What you need to do - Begin with the line containing "Where can the black" and copy each line exactly through the last line of the entries, inclusive.

(Recorded data)
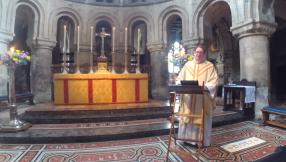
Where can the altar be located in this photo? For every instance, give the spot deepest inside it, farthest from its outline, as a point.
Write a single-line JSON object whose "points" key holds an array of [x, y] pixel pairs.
{"points": [[100, 88]]}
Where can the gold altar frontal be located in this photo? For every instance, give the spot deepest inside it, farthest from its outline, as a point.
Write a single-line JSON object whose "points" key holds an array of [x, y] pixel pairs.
{"points": [[100, 88]]}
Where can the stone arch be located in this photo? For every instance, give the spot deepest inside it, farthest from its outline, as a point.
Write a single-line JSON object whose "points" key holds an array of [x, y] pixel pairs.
{"points": [[143, 16], [201, 28], [35, 11], [165, 16], [63, 11], [96, 18]]}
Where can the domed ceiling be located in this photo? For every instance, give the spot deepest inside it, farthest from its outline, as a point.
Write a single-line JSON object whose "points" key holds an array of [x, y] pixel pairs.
{"points": [[122, 3]]}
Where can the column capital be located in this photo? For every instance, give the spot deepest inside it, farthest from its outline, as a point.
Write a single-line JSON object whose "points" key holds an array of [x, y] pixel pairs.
{"points": [[157, 46], [40, 43], [253, 27], [5, 36], [196, 41]]}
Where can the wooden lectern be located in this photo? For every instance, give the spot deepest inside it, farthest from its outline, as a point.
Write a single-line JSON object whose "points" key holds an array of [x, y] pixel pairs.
{"points": [[186, 89]]}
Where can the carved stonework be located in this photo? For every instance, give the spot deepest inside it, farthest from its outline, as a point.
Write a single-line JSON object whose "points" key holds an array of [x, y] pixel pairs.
{"points": [[157, 46], [253, 27], [41, 43], [191, 43]]}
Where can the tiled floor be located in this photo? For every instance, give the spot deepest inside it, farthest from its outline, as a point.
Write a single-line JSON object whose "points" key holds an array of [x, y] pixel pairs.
{"points": [[153, 149]]}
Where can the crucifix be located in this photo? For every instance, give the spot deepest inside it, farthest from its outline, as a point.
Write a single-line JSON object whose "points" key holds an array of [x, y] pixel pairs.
{"points": [[103, 34]]}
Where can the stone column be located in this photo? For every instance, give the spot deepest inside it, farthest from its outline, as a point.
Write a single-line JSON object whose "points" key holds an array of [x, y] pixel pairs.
{"points": [[41, 76], [159, 70], [5, 38], [254, 58]]}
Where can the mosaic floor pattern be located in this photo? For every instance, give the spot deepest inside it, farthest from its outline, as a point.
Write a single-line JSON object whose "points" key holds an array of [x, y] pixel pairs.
{"points": [[153, 149]]}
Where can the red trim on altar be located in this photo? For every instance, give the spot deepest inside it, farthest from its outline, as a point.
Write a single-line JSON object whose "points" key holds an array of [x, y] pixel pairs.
{"points": [[66, 91], [90, 91], [137, 90], [114, 91]]}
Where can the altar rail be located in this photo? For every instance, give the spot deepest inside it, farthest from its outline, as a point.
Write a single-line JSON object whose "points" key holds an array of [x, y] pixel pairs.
{"points": [[85, 68]]}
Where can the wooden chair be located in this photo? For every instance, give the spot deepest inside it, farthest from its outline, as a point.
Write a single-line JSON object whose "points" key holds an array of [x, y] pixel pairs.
{"points": [[186, 89]]}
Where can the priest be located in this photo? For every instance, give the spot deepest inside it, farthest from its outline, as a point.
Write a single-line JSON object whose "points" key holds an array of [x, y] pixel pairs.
{"points": [[203, 71]]}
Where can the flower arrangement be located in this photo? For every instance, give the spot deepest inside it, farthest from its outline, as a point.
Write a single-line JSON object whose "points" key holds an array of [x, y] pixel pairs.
{"points": [[14, 57], [180, 58]]}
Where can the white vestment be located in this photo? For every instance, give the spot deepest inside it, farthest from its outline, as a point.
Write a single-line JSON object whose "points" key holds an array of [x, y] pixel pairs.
{"points": [[192, 104]]}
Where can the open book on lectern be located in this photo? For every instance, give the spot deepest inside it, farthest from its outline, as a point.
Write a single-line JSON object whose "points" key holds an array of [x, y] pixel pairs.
{"points": [[189, 82]]}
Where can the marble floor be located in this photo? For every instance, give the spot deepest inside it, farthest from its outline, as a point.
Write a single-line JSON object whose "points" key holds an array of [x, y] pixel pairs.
{"points": [[153, 149], [228, 142]]}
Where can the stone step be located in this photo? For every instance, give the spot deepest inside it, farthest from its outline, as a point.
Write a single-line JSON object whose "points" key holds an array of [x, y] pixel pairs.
{"points": [[93, 116], [88, 132]]}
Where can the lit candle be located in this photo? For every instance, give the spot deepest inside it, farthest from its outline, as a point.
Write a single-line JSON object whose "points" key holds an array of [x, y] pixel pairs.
{"points": [[12, 49], [138, 48], [65, 35], [91, 36], [77, 38], [113, 38], [125, 39]]}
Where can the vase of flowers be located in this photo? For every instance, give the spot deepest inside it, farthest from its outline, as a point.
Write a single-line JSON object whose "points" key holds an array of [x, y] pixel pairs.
{"points": [[180, 59], [11, 59]]}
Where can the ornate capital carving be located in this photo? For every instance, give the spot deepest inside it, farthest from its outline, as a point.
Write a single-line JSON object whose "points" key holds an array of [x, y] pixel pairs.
{"points": [[253, 27], [157, 46], [39, 43], [6, 37], [194, 42]]}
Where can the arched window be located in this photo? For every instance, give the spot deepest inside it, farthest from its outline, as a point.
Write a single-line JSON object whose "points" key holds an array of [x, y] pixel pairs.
{"points": [[174, 56]]}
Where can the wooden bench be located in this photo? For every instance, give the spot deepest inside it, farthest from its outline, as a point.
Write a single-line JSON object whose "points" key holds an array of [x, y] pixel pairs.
{"points": [[273, 110], [247, 108]]}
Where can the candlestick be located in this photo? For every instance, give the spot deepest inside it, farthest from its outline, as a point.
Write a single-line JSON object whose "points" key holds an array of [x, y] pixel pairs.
{"points": [[138, 48], [91, 36], [77, 38], [125, 39], [12, 49], [113, 38], [65, 33]]}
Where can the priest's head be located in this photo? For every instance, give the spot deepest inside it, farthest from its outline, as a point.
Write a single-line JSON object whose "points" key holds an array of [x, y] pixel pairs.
{"points": [[199, 54]]}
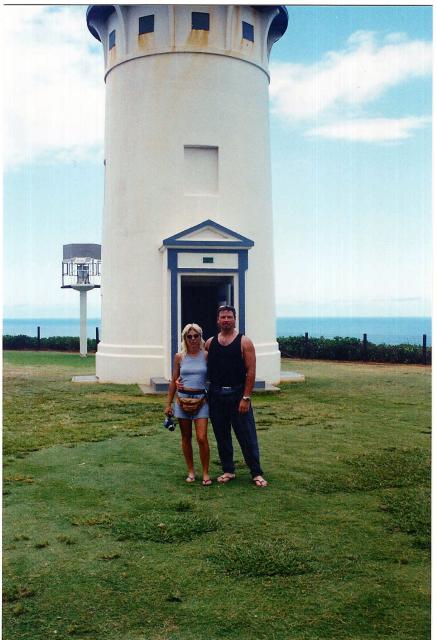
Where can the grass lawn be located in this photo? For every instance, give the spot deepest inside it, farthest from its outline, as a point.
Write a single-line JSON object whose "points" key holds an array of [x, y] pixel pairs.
{"points": [[104, 540]]}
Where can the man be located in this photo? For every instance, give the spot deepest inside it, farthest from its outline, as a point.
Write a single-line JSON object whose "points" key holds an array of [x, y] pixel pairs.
{"points": [[231, 372]]}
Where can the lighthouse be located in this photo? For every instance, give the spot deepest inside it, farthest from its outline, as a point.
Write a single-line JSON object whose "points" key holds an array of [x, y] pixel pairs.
{"points": [[187, 220]]}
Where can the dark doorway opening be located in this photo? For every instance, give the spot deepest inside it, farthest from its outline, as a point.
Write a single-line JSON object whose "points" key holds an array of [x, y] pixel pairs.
{"points": [[200, 298]]}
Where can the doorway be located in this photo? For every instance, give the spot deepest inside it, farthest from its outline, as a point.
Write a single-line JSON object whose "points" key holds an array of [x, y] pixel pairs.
{"points": [[200, 298]]}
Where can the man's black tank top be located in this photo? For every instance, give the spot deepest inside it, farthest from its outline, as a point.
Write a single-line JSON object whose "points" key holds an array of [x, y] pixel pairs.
{"points": [[225, 364]]}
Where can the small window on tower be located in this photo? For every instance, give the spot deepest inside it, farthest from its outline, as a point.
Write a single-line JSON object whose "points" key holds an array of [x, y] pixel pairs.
{"points": [[112, 39], [146, 24], [248, 31], [200, 20]]}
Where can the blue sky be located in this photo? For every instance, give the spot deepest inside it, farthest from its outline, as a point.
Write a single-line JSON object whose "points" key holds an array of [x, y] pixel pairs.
{"points": [[351, 159]]}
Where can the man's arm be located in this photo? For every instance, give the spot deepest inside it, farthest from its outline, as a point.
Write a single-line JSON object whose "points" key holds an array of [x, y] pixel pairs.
{"points": [[249, 358]]}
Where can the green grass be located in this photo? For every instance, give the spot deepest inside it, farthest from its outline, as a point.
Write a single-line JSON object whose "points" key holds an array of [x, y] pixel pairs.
{"points": [[103, 539]]}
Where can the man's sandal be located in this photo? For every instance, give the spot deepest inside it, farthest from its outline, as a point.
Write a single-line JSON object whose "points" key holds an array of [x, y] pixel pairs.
{"points": [[259, 481], [226, 477]]}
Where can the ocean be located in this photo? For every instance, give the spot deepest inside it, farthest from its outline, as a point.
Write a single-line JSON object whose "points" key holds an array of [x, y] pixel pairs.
{"points": [[389, 330]]}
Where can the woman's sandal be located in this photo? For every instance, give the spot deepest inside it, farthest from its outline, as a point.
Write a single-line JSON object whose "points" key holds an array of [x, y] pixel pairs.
{"points": [[226, 477]]}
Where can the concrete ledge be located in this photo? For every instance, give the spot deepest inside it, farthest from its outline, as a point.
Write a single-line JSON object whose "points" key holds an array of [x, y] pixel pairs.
{"points": [[84, 379], [292, 376]]}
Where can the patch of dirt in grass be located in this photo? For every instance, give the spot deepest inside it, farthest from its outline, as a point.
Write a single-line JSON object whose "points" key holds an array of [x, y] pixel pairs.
{"points": [[410, 511], [273, 557], [163, 527], [103, 518], [384, 469], [13, 593]]}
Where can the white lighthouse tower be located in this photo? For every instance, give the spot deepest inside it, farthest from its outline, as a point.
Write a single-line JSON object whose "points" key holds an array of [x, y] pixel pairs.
{"points": [[187, 218]]}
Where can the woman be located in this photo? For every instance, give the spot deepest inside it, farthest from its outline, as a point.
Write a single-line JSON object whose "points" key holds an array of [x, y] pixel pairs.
{"points": [[190, 365]]}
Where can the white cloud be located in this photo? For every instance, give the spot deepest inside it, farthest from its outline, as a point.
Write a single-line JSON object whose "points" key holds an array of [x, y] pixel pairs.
{"points": [[53, 85], [346, 81], [371, 129]]}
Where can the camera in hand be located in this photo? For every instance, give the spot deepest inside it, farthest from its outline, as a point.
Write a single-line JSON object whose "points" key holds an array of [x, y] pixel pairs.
{"points": [[170, 423]]}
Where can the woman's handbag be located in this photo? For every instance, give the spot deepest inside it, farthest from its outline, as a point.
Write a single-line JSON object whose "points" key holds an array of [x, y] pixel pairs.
{"points": [[191, 405]]}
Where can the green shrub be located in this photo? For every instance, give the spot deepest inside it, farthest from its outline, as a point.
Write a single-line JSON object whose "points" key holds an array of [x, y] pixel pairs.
{"points": [[55, 343], [350, 349]]}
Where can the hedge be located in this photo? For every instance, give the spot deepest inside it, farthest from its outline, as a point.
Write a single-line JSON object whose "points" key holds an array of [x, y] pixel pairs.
{"points": [[351, 349], [55, 343]]}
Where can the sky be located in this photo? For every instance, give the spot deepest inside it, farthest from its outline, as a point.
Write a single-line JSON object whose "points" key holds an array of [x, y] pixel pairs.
{"points": [[350, 118]]}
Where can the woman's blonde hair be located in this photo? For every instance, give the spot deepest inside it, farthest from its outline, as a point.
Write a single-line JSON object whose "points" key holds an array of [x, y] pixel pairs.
{"points": [[185, 330]]}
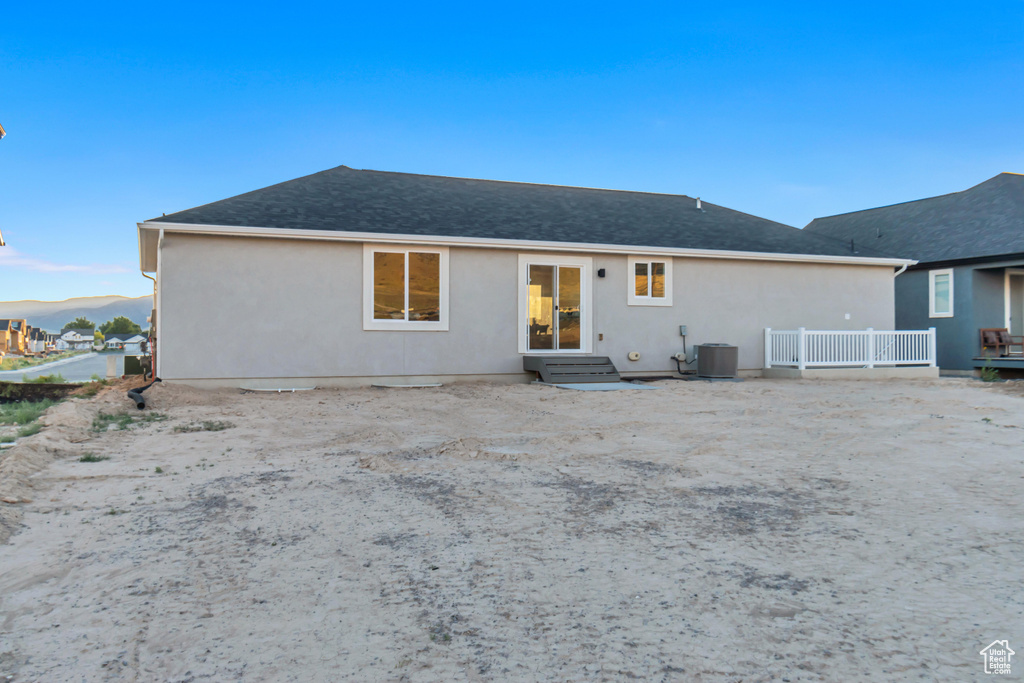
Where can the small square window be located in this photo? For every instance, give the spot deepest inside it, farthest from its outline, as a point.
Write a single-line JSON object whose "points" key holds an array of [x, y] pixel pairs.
{"points": [[650, 282], [404, 289]]}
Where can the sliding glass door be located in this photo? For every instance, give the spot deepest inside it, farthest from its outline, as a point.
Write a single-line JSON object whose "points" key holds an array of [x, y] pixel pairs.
{"points": [[555, 305]]}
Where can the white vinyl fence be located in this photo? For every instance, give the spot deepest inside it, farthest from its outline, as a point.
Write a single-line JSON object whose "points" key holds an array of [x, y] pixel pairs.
{"points": [[851, 348]]}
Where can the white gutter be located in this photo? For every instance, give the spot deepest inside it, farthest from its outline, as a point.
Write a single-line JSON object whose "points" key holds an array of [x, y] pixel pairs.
{"points": [[521, 245]]}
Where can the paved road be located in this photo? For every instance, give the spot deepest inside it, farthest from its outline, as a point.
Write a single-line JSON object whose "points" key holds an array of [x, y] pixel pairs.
{"points": [[79, 369]]}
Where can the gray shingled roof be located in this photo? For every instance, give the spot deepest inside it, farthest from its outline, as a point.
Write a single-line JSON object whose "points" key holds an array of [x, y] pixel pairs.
{"points": [[984, 221], [349, 200]]}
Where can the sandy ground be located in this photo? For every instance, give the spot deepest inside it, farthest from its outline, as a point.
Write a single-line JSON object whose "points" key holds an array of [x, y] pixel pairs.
{"points": [[763, 530]]}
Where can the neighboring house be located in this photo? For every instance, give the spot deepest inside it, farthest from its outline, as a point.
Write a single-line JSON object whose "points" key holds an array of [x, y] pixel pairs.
{"points": [[13, 336], [970, 271], [130, 342], [436, 279], [76, 339]]}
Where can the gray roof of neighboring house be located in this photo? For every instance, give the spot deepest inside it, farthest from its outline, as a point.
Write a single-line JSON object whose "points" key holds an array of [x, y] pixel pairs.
{"points": [[347, 200], [986, 220]]}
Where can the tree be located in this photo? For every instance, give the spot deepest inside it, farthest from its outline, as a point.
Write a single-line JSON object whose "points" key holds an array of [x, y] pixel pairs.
{"points": [[120, 326], [81, 323]]}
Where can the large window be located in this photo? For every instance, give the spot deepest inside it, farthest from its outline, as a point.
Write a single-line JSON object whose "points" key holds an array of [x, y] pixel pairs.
{"points": [[940, 293], [554, 304], [404, 288], [649, 282]]}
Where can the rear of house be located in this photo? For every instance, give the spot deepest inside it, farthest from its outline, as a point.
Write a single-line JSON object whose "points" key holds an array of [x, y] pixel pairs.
{"points": [[415, 279]]}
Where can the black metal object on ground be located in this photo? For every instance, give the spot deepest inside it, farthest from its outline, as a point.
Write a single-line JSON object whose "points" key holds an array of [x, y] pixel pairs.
{"points": [[136, 394]]}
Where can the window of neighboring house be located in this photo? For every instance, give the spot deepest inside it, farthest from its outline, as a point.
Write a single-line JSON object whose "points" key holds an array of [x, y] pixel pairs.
{"points": [[940, 293], [404, 288], [649, 282]]}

Solution to this task -
Where can the black metal object on ground be located in this photo? For every instance, give the spot deepest inside it, farthest from its outline, as a point.
Write a single-line JSON object whose "points" key holds an array of [x, y] pixel pairs.
{"points": [[136, 394]]}
Where can the window of neighboring house be located in this photo? For every instance, give the spot deepest inside it, farthest from its outline, as a point.
Write a single-line JSON object whose "points" key holds an array of [x, y] pixel pairs.
{"points": [[940, 293], [404, 288], [649, 282]]}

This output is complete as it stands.